(Natural language region descriptions)

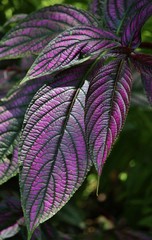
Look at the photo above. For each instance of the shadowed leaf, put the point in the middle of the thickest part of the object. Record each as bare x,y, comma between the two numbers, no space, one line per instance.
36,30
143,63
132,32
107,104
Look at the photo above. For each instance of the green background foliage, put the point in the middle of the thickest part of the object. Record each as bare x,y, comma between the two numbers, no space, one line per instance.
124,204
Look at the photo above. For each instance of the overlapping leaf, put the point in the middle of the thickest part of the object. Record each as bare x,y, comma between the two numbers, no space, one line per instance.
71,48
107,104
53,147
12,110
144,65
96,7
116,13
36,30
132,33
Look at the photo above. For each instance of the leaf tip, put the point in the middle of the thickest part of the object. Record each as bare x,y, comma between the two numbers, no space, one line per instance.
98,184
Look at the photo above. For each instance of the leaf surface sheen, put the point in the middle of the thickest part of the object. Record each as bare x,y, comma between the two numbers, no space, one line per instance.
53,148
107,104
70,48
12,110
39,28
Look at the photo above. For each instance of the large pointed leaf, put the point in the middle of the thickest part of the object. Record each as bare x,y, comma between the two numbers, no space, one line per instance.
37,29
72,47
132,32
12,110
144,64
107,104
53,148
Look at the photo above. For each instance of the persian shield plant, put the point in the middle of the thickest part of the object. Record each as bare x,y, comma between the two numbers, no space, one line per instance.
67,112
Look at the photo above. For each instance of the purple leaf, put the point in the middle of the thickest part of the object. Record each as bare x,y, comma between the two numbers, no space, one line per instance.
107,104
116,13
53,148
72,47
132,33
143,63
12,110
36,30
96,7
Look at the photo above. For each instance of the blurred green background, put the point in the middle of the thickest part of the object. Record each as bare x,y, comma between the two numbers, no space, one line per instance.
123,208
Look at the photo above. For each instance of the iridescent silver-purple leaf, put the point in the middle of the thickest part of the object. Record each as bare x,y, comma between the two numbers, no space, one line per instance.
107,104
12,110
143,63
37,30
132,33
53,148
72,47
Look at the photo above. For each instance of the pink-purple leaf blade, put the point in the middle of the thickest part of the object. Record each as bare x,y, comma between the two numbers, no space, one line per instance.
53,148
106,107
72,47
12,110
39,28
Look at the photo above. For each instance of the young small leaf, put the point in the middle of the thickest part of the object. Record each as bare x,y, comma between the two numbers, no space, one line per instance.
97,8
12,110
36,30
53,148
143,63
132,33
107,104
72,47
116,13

The task:
Leaving the pictures aside, write out the entries above exactly.

Output for this exercise:
Look at the photo above. For each instance of the shadowed leaf, put the point in the middle of the thickest part of the object. Record each as bare x,y, comma between the two numbers, no space, one line per instance.
36,30
143,63
132,32
107,104
Look at the photo above. For each instance of the green background foliage, put the point in the middle of the thickest part of the object. Record each as bare x,y, comma between the two numbers, no space, one line per instance.
124,204
Look at the photo above. For each instance of the overlapping leaf, put the point in the middle of the thickest part of the object. Record each as bare x,y, comma between the two numbers, no space, one line per instance.
71,48
107,104
53,147
12,110
144,65
96,7
116,13
36,30
132,33
Look at the photo above. For each instance of the leaf tip, put the point in the middle of the thickest part of the object. Record each as bare x,y, comma between the two numbers, no space, one line per instance.
98,184
Look at the photo above. For each instance of the leaf surface sheen, put the point in the middle of the thickest part of the object. Record each as bare x,y, comma between the two numbers, no space, one line per instance.
53,148
107,104
70,48
12,110
39,28
Look at the photo above. For each instance of the large pointed leaf, put the point in the middle of the thickest part of the object. Record each as bare x,y, comma between the two numbers, no space, one line per instance.
37,29
72,47
132,32
12,110
144,64
107,104
53,148
Look at the photo above. For each instance of the persian shield plant, put the point in the middle of the thickest part of the object. Record each as bare x,y, comma between the two numbers, no space, one line per instance.
67,112
Look at the photo above. For each instance of the purple leaf, put the point in the middle of the thickest part of the object. Record each as bare x,y, comma between the two numbers, no space, one line per instance.
107,104
116,13
53,148
72,47
132,33
143,63
12,110
36,30
96,7
Look at the photo above. For each instance of the blurred green background, put the point in the middle of the thickest part of the object. Record each as bare x,y, comma between the two numbers, no space, one line per instance.
123,208
Look at the photo above. For each instance of the iridescent silver-purple leaf, put the point in the middle of the thickest part of the object. Record each as bare x,y, comma between the two numbers, no space, one line per instance.
107,104
12,110
143,63
37,30
132,33
53,148
72,47
Look at the photo above. For each instance of the pink-purple leaf blade, put the point in the middle of the thickest part of the object. Record each as bare x,y, comma between the two numbers, no space, one line per instance.
53,148
106,107
72,47
12,110
39,28
Look at the photo above. For each instance of the young small leaf, put the point in the middle of the thickest part of the object. Record each as bare x,y, comma between the two numbers, no space, one line per instance.
97,8
12,110
36,30
53,148
143,63
132,33
107,104
72,47
116,13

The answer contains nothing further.